Requirements
Go through the entries below and keep only the lines that contain the word "cushion". Copy each of those lines in full.

Input data
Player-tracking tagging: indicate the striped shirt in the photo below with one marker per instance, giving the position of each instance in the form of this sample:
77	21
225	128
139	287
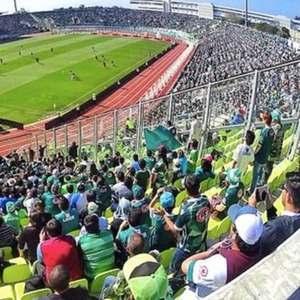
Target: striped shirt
7	234
98	252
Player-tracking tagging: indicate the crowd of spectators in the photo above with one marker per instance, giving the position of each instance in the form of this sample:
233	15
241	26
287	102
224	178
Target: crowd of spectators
64	194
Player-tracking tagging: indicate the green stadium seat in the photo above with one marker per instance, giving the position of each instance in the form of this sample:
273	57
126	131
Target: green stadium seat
16	273
7	292
7	252
180	197
166	257
80	282
96	284
20	295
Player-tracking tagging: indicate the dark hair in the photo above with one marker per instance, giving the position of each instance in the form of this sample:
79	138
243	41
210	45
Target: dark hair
91	196
120	176
53	228
293	187
91	223
249	137
142	163
192	184
267	118
135	244
59	278
70	188
63	203
81	188
206	165
134	215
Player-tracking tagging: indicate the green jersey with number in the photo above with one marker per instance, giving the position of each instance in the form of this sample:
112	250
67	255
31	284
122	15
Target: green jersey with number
192	222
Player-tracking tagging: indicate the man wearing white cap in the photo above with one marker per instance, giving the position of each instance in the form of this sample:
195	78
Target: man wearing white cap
212	269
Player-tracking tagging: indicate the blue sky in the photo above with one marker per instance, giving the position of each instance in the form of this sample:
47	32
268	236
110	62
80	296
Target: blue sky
289	8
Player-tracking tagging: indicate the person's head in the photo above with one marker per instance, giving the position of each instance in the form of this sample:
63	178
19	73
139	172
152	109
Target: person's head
120	176
135	244
267	118
291	192
63	203
59	279
91	196
167	201
206	165
70	188
53	228
247	227
134	215
249	137
142	164
146	278
80	188
276	116
192	184
194	144
39	206
91	223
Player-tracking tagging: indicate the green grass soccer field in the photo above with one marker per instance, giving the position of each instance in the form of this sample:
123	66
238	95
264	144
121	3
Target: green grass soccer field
31	90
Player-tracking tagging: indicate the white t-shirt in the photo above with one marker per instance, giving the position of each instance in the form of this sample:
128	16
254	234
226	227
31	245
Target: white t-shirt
208	274
243	155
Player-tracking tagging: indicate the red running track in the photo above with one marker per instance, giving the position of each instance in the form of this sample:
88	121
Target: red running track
129	94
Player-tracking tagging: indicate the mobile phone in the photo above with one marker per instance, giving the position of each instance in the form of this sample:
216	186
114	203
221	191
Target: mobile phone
261	193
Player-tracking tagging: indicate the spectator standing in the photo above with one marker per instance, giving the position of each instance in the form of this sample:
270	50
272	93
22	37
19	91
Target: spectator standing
51	239
244	154
209	270
262	150
280	228
275	153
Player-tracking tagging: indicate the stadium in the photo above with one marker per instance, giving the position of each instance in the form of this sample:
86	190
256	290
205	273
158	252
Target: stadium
149	153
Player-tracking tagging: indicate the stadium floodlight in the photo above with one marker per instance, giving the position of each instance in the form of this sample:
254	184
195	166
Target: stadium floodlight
15	5
246	13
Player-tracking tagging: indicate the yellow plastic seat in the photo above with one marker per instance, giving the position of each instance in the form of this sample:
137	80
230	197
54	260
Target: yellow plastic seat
166	257
80	282
20	295
16	273
96	284
7	292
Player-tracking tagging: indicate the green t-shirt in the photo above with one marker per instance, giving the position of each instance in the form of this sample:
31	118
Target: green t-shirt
103	195
150	162
124	235
98	252
192	221
50	207
142	178
265	141
160	169
161	235
193	157
12	219
69	220
233	195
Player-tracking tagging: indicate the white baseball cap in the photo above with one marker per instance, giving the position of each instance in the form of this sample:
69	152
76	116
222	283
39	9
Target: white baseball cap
247	221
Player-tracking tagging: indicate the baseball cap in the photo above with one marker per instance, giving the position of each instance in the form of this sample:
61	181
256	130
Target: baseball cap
167	200
146	278
10	207
92	208
247	222
276	115
233	176
138	192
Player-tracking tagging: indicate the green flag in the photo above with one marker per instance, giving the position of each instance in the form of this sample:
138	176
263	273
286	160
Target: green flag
161	136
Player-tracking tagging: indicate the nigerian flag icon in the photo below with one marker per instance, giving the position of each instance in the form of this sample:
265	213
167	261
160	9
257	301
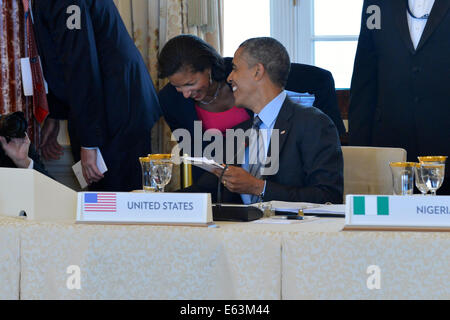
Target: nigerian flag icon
371	205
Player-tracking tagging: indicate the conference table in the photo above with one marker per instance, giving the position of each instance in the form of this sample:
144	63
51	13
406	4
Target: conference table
268	259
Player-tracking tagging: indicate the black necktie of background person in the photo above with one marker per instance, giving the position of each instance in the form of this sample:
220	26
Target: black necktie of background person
40	104
224	212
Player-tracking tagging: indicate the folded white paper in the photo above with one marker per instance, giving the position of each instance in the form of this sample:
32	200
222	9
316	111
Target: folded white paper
77	169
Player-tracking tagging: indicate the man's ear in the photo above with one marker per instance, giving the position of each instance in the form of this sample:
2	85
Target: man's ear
259	71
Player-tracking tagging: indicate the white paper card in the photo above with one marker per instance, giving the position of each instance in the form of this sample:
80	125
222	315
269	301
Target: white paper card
397	211
77	169
27	78
150	207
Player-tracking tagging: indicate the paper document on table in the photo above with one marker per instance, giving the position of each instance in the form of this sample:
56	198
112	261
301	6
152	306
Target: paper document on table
202	162
327	209
27	77
77	169
282	220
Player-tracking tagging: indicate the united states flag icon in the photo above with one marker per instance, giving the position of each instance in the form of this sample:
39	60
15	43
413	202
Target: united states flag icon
100	202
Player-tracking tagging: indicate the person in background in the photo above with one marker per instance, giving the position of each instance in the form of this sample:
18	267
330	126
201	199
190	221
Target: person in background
400	93
97	80
198	91
310	163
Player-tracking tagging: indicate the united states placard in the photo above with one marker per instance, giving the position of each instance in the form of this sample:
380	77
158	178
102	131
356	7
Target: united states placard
100	202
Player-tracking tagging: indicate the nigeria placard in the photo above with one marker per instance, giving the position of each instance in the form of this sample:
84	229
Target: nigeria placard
144	208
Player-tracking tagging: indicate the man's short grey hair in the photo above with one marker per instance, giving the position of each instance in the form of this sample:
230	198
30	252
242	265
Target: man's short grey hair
272	55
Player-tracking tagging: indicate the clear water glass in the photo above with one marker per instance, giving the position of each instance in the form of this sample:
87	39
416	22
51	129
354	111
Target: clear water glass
161	173
402	177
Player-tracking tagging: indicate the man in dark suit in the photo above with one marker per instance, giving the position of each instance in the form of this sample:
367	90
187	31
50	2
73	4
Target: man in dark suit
98	81
400	87
309	157
18	153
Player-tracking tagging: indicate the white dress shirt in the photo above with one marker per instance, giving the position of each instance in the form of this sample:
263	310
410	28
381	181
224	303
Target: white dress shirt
416	26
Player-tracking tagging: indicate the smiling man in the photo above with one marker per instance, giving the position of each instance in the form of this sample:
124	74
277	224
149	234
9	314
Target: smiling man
310	167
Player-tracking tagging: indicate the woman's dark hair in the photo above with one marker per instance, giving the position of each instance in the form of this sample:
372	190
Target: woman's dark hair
188	51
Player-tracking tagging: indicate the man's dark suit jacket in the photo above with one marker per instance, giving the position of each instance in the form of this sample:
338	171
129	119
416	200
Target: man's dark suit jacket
310	160
98	81
6	162
400	96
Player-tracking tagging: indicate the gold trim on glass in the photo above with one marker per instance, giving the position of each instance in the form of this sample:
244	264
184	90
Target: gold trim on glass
402	164
432	159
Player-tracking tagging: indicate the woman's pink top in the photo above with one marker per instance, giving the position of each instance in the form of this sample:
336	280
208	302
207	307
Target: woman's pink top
221	120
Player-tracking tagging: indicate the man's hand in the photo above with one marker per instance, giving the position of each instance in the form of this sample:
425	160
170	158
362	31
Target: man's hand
240	181
89	164
50	148
17	150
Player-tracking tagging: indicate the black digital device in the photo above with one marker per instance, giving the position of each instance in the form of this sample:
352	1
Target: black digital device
13	125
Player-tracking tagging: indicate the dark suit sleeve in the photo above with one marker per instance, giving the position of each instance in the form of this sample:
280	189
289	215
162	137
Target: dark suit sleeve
78	54
363	92
322	165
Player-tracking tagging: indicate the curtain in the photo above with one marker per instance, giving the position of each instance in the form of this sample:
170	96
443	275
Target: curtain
151	23
12	48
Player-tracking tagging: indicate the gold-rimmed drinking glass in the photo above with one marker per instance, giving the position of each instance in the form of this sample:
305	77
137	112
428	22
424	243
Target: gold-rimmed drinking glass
161	170
420	177
435	171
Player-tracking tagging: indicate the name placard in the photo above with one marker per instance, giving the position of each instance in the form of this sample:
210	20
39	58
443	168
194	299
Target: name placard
397	212
144	208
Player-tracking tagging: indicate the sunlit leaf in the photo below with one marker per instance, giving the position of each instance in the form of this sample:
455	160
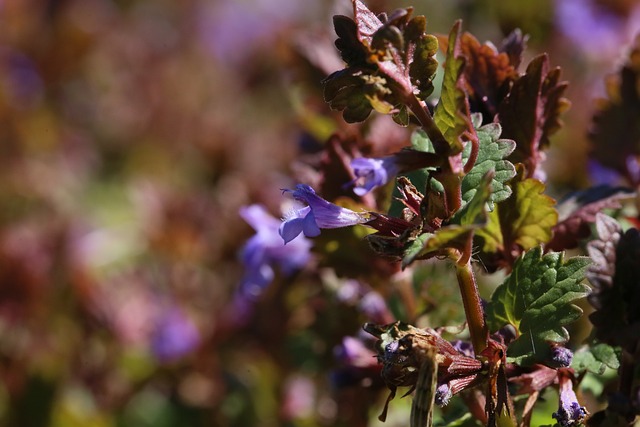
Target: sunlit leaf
492	153
536	299
596	358
578	211
488	73
452	114
525	219
531	112
616	129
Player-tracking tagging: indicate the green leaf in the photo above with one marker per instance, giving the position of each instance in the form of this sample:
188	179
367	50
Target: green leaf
531	112
492	153
526	219
596	358
536	299
452	115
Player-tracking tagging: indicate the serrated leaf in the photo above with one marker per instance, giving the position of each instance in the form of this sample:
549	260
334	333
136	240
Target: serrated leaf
367	22
345	91
452	114
423	66
617	318
525	220
492	153
488	73
578	211
474	211
615	131
531	112
596	359
452	240
351	50
602	251
536	298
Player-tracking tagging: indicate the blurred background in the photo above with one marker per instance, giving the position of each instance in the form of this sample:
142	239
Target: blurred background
131	134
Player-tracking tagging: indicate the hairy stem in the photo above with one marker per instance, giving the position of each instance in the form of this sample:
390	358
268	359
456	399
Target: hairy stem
472	306
450	179
433	132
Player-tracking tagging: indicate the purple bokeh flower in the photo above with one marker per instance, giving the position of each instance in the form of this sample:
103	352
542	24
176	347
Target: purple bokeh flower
372	172
561	357
570	413
174	335
318	214
443	394
265	250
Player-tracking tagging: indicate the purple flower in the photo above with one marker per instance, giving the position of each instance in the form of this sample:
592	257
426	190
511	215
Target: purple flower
443	395
174	335
318	214
561	357
265	250
570	413
372	172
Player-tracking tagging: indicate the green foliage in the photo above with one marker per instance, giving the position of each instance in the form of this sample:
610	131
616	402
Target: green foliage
526	219
596	358
452	240
452	114
531	112
536	298
492	153
388	60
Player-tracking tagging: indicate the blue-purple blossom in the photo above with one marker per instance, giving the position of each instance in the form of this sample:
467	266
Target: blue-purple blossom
570	413
372	172
443	394
561	356
318	214
174	335
265	250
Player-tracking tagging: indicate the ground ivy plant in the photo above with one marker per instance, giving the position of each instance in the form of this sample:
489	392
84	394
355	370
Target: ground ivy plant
468	191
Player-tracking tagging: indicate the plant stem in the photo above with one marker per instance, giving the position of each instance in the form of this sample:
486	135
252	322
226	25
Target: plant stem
447	176
436	137
472	306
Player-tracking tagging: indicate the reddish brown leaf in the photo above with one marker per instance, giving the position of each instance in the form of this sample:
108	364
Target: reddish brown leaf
578	212
488	74
616	125
531	112
366	21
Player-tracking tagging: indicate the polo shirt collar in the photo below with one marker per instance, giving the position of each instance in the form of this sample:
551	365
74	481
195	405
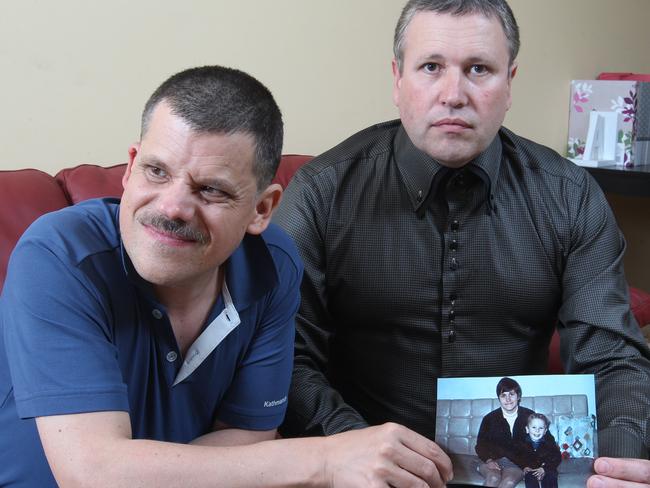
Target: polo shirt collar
422	174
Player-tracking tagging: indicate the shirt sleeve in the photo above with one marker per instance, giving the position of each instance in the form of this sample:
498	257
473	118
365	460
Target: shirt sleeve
598	333
315	407
60	357
258	394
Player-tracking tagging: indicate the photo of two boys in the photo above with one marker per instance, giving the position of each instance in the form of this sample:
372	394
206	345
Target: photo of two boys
532	431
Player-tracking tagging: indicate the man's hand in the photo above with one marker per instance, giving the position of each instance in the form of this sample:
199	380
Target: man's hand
538	473
490	464
383	456
620	473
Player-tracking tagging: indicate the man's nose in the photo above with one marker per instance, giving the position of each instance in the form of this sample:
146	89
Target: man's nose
176	201
452	88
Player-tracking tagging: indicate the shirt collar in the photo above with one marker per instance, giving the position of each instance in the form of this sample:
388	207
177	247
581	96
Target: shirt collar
249	271
419	170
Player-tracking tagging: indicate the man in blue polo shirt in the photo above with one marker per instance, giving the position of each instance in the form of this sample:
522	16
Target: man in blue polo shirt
149	341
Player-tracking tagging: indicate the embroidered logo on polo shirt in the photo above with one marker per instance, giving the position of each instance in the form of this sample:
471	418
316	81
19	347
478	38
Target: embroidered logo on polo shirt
275	403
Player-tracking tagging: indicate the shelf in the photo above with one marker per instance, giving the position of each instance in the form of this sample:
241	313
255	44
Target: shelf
632	182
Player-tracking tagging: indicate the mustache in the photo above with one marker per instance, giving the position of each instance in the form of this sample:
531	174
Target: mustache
177	227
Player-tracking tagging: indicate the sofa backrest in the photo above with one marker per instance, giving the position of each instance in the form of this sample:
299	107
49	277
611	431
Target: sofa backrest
28	194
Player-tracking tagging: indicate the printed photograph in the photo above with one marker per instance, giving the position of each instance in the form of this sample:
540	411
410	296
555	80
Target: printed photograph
524	431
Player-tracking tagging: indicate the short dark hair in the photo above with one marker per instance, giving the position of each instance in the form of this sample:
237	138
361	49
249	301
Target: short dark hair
539	416
489	8
225	100
508	384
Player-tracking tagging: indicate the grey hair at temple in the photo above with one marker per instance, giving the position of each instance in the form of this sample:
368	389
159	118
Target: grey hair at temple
489	8
215	99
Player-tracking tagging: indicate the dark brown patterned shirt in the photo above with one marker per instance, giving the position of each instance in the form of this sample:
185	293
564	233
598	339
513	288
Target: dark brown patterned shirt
415	272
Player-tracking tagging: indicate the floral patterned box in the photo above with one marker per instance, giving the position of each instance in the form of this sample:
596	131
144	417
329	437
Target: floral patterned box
604	96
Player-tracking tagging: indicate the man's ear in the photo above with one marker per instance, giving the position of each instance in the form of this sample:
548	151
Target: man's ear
267	202
512	71
133	152
397	77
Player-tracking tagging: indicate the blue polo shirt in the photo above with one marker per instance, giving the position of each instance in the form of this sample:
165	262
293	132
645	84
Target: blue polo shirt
80	331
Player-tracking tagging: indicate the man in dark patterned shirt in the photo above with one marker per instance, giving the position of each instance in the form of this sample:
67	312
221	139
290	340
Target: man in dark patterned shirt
442	244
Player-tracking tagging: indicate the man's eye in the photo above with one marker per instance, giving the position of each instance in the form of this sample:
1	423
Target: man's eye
155	172
431	67
213	193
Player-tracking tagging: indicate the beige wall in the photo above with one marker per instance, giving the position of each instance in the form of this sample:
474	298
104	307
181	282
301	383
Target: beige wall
75	73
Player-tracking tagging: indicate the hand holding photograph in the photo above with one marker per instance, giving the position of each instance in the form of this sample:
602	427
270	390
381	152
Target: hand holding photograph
532	431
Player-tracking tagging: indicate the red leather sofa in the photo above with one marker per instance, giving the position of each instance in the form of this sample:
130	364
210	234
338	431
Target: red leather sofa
29	193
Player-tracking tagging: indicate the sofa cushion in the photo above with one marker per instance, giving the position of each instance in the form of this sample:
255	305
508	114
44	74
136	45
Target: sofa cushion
28	194
640	304
91	181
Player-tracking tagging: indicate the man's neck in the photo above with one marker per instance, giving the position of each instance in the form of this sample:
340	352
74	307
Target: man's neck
188	307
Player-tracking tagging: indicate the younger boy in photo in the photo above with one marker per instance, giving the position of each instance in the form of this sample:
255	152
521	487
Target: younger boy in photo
539	455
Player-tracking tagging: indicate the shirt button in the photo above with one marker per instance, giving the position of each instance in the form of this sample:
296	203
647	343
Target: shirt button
452	336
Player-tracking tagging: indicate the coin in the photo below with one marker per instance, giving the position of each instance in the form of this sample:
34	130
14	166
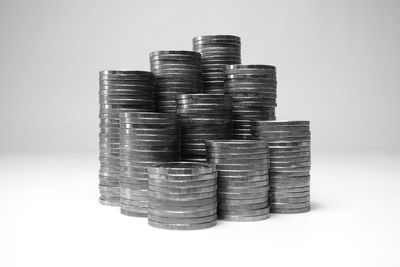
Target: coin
182	226
133	213
238	218
290	210
104	201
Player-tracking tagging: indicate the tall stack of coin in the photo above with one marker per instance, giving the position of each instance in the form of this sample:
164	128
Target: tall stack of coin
243	185
290	163
120	90
203	117
146	138
216	52
182	195
253	92
177	72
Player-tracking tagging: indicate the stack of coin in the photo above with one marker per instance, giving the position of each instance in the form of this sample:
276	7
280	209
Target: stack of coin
290	163
253	92
182	195
177	72
243	185
146	138
120	90
216	52
203	117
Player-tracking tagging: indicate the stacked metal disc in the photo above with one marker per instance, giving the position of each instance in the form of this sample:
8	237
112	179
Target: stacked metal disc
253	92
182	195
290	163
203	117
177	72
120	90
146	138
243	185
216	52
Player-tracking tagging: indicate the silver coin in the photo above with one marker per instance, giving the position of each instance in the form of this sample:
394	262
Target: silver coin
138	209
108	203
180	214
243	218
242	173
242	179
182	203
175	208
244	190
225	201
190	196
138	203
182	168
169	220
235	184
183	177
229	195
180	191
279	195
246	213
182	184
289	200
241	207
133	213
290	211
180	226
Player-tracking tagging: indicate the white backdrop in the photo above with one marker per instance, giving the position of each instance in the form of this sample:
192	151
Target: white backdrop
337	62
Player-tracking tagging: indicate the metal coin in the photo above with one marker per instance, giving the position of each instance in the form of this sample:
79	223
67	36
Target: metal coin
223	207
169	220
182	203
182	168
290	211
181	214
243	218
172	226
133	213
180	190
108	203
226	201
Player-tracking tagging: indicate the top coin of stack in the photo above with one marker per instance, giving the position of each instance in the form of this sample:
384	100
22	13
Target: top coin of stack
290	163
182	195
253	92
216	52
177	72
120	90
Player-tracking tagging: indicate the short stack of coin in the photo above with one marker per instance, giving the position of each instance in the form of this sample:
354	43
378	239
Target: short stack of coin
216	52
177	72
203	117
290	163
253	92
182	195
120	90
146	138
243	184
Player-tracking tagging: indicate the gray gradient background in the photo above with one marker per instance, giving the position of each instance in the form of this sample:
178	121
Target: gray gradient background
338	62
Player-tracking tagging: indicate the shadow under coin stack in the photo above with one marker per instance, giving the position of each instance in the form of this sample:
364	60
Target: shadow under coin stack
290	163
120	90
203	117
182	195
242	167
177	72
146	138
216	52
253	92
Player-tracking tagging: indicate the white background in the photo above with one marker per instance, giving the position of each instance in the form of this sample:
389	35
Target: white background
338	64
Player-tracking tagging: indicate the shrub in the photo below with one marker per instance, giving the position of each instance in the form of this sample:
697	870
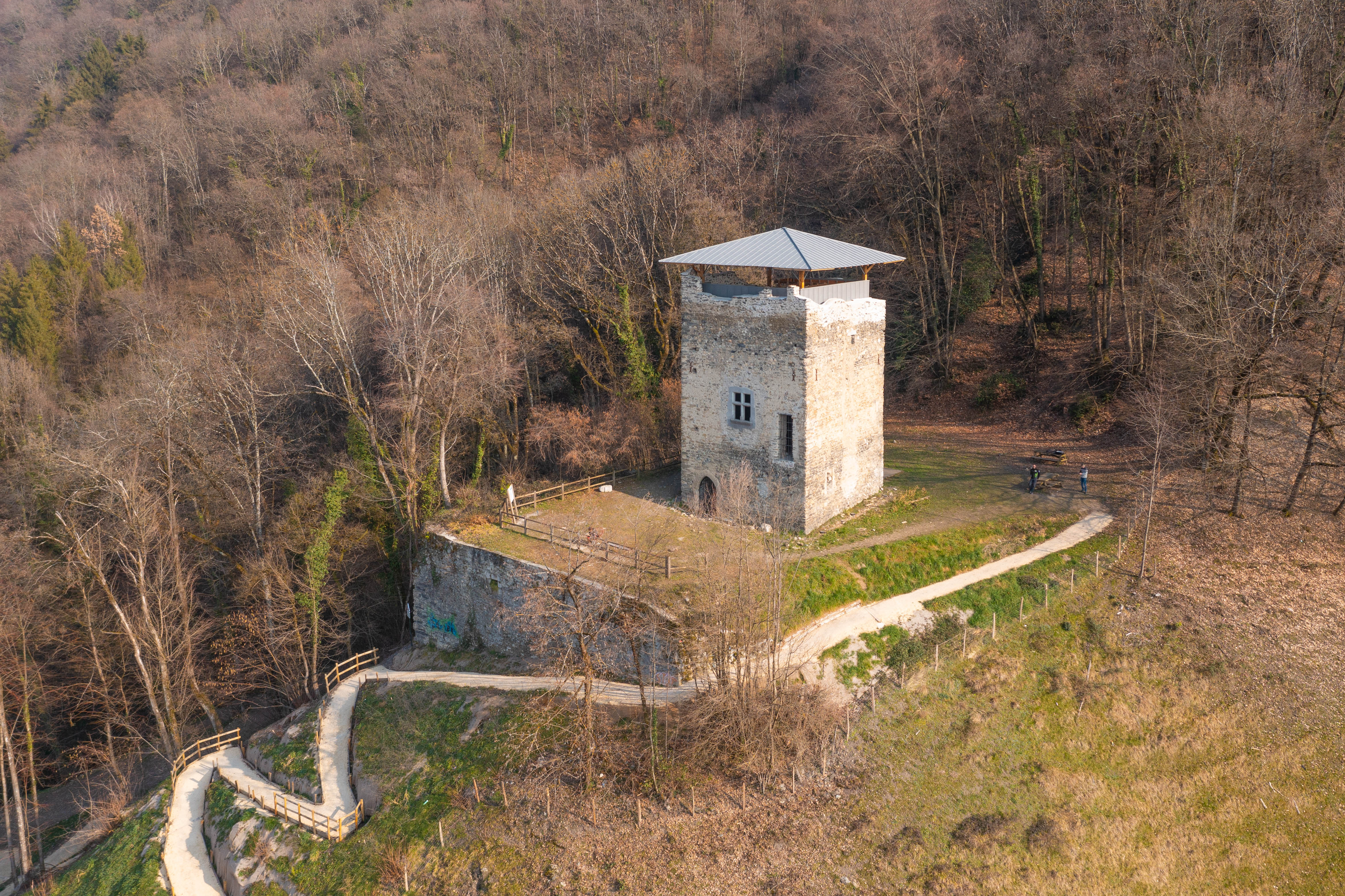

Complete response
Player-tracking tagging: indicate the sofa cushion in the photo above with one marker per instance, giving the position of each instance in the form of this sample:
Target: sofa cushion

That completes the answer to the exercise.